## Task statement
In the article on nanocrystals for night-vision glasses, what material are the ANU nano-antennas made of?

Nanocrystals May Enable Low-Power Night Vision Glasses
Researchers from Australian National University (ANU) have incorporated nanocrystals to turn normal eye glasses into light-weight night-vision ones.
Researchers from Australian National University are using nanocrystals to bring radical innovation to night-vision technology. The promising technology looks to minimize the need for heavy battery power and opens doors for new applications of night-vision technology to other domains.
These crystals, which are 500 times smaller than a human hair, can change the intensity and color of light. Researchers have designed the crystals in a way that turns infrared into visible light. The main idea is to create a night-vision device by covering normal lenses with an ultra-thin film of these tiny structures. As a result, the new night-vision glasses have the potential to be much lighter than the conventional bulky binocular-like devices and may replace them in near future.
Current Night-Vision Goggles (NVGs)
Conventional night-vision goggles use an objective lens along with a photocathode to sense the low-level, near-infrared light and convert the photons into electrons. Then, an electron multiplier amplifies this electronic signal and releases hundreds of electrons. Finally, these electrons, which have the same pattern as the target photons, are guided to illuminate a phosphorescent material, effectively enabling vision at night.
Current high-performance night-vision goggles, such as L-3 Ground Panoramic Night Vision Goggles, cost about $65,000. These expensive NVGs offer acceptable resolution and contrast; however, they are still cumbersome. The current form factor is not at all suitable for the target applications, which are mainly military operations.
Over the years, there has been little advancement in reducing the weight and size of these devices while increasing the field of view.
Prototype of third-generation night-vision goggles. Image courtesy of the US Department of Defense.
ANU’s Night-Vision Goggles
On the other hand, the ANU invention dramatically simplifies the process by utilizing aluminum gallium arsenide nano-antennas which are capable of directly modifying the intensity and color of light. Acting as laser guides, the crystals receive a photon emitted in the infrared, combine them with photons from a laser, and finally upconvert the combined photons to the visible spectrum.
In this case, photons from infrared are directly converted to visible light and there is no need to first produce an electronic signal and then process it. The invention still requires battery power for the laser that amplifies the image. However, the final prototype will probably use a small integrated laser similar to those used in DVD players, and these lasers can be powered by a small battery. Since the nanocrystals are so small that four or five million of them could be placed on a one-square-millimeter substrate, the form factor would be reduced to a very thin film.
According to Maria del Rocio Camacho-Morales, a PhD student involved in the project, one of the main challenges of the invention was to grow a nano semiconductor on a transparent material. This is particularly important for optical displays where a transparent material is required to let light through. The Australian group is the first in the world to achieve this feat.
As co-researcher Dr. Mohsen Rahmani notes, the study is a significant step forward in understanding how the light interacts with objects at the nano-scale.
The Challenges Ahead
So far, the research team has successfully converted a single-frequency, high-intensity infrared laser light into visible light. Unfortunately, the intensity of light plays a major role in the operation of the designed nano structures. In real-world situations, the infrared light would be of lower intensity and the new NVG may, therefore, fail. Hence, there is probably a long way to go before we could see this technology used on the market.

## Information given
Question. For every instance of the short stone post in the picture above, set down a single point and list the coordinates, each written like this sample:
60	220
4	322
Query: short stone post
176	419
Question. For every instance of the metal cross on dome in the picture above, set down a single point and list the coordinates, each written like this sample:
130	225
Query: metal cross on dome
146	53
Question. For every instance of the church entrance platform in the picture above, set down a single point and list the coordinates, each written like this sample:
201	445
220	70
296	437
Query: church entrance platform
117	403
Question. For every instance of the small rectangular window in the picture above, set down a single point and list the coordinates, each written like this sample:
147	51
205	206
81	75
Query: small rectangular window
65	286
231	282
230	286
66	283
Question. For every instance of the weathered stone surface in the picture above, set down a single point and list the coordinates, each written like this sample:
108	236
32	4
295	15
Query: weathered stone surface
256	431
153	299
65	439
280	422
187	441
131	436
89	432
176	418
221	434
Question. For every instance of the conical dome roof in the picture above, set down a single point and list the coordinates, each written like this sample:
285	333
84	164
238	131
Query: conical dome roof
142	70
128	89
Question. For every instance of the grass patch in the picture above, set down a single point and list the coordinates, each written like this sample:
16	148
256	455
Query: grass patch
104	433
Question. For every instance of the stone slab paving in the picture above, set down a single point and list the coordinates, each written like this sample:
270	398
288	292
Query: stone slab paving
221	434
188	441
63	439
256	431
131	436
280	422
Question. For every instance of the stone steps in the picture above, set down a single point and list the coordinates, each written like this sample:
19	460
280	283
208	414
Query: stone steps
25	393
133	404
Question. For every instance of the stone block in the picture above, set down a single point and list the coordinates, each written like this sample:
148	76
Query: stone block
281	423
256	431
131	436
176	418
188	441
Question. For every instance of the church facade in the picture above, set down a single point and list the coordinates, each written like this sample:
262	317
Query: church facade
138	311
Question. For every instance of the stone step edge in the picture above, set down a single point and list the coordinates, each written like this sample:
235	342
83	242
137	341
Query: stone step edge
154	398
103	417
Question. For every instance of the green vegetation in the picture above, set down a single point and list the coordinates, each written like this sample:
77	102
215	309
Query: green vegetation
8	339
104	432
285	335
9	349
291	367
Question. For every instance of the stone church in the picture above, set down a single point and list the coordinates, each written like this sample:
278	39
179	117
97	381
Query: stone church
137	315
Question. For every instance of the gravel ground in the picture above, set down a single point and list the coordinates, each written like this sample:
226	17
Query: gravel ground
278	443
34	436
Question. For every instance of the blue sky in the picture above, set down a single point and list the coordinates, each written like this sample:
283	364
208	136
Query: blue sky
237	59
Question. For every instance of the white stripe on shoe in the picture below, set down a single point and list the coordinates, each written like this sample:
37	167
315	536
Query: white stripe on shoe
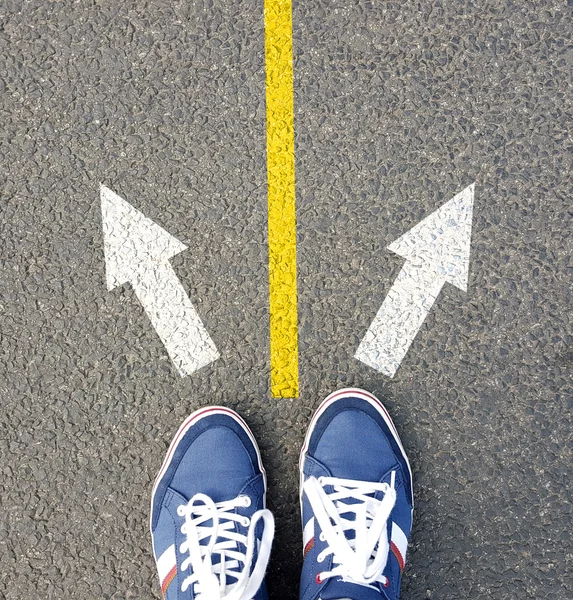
167	568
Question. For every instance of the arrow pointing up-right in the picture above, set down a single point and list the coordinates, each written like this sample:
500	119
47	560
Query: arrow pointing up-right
437	250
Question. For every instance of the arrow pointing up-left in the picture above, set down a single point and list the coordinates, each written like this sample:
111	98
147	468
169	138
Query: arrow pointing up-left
137	251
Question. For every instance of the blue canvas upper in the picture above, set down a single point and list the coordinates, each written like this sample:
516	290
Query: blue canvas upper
215	457
352	441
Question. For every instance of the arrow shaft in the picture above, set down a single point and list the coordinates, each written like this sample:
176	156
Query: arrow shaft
174	318
400	317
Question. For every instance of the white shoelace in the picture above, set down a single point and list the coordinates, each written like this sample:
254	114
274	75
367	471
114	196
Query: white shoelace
211	580
362	558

## Exercise output
Aluminum gallium arsenide.